By David Pendleton and Oscar Huerta, May 2, 2023
What was once the iconic CLA Tower, also known as “the pointy building,” there is now a new green space park for Cal Poly Pomona students.
Last March, CPP started the demolition of the CLA Building after discovering it was built on an earthquake fault line and suffered from multiple structural issues. With a $14 million budget, it took a year to take down the tower and create the CLA Park.
To honor the legacy of the CLA Building, built in 1993, a seating wall was built in the shape of a point for everyone to remember the building that once stood.
The park consists of three different levels; each level of the park contains a seating area with power outlets and Wi-Fi for students. The park can be used for social gatherings, outdoor classes, picnics and club gatherings.
Bruyn Bevans, the senior project manager and construction management program coordinator who supervised all aspects of the renovations for the new park, along with the new Student Services Building, needed the construction crews to haul in thousands of pounds of dirt in order to build the park.
“Primarily the first function was to make up for the elevation change between the existing walkways to the existing second floor,” said Bevans. “So we had a 15-foot plus dimension that we had to overcome.”

◆ **Written instruction 1**: According to the CLA Park article, how much money was budgeted to tear down the tower and build the park?
◆ **Written instruction 2**: Pick up the CLA Park article right after its last sentence and carry it forward.

◆ **Record extracts**:
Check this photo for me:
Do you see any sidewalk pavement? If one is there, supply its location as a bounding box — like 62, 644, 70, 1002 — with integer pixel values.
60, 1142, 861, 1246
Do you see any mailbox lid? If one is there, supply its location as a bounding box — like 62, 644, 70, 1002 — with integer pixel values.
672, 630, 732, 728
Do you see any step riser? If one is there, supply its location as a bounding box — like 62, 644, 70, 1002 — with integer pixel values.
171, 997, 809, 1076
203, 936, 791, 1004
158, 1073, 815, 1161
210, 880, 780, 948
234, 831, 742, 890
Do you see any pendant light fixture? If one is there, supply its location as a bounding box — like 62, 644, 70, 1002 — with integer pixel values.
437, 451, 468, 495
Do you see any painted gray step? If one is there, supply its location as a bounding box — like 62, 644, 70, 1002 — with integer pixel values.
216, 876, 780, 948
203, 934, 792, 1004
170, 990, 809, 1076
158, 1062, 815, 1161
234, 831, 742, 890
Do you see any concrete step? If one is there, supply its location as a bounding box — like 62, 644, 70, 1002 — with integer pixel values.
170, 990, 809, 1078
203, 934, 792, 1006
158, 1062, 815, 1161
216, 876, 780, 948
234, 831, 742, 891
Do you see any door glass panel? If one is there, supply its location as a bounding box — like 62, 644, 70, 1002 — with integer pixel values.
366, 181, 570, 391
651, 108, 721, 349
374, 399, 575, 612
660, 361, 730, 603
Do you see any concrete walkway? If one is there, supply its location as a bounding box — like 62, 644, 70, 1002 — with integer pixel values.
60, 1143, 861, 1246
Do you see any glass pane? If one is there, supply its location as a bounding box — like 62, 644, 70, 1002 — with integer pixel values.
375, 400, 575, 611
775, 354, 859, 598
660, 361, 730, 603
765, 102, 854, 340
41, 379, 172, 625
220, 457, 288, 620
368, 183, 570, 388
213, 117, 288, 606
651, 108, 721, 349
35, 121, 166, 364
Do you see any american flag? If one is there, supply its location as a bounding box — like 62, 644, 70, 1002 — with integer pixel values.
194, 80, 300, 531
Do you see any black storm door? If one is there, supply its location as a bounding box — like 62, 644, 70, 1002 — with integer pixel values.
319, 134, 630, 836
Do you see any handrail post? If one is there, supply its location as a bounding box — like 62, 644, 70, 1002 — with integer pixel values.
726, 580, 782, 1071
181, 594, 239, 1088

◆ **Task result 1**: $14 million.

◆ **Task result 2**:
The elevation of the park allows students to overlook the well-known Aratani Japanese Garden. Bevans believes the park will look at its best when all the plants and trees have grown alongside the same plant life next to the Student Services Building.
Many students have already taken the time to stroll through the park to see what it has to offer. Some lounged around as they talked to their friends or did homework, while others simply walked through the park and admired the view while taking pictures.
Mia Madrid, a psychology student, decided to stop by the park and sit down in one of the chairs on the higher levels to use her laptop. She said she enjoyed being outside and admired the greenery and various colors of the park as she worked.
“I love how open the space is, I love the variety of the nature of it, I just like how it overlooks the campus a bit too,” Madrid said.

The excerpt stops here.